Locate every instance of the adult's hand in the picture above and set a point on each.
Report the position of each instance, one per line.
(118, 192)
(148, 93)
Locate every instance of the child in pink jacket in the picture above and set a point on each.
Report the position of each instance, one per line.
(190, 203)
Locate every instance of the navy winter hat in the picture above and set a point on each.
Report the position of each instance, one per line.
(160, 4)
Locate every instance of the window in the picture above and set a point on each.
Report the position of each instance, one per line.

________________________________________

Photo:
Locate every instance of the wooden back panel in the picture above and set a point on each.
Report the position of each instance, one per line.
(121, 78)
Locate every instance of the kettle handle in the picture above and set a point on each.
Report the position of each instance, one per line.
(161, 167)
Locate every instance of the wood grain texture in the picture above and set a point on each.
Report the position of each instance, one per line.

________________________________________

**Exercise goal**.
Copy each line holding the word "every" from the listing above.

**Answer for this exercise**.
Locate every instance of the adult's hand in the picture above and set a point on each.
Locate every instance of the child in pink jacket in the picture above and set a point on each.
Locate every instance of the navy winter hat in the picture above and set a point on each.
Locate every instance of the window in the picture above and set a point on each.
Locate every instance of the wooden back panel in the picture above and set a point on each.
Locate every instance of the kettle handle in the picture above and set a point on each.
Locate every instance of the wood grain texture in the picture above and set a point on each.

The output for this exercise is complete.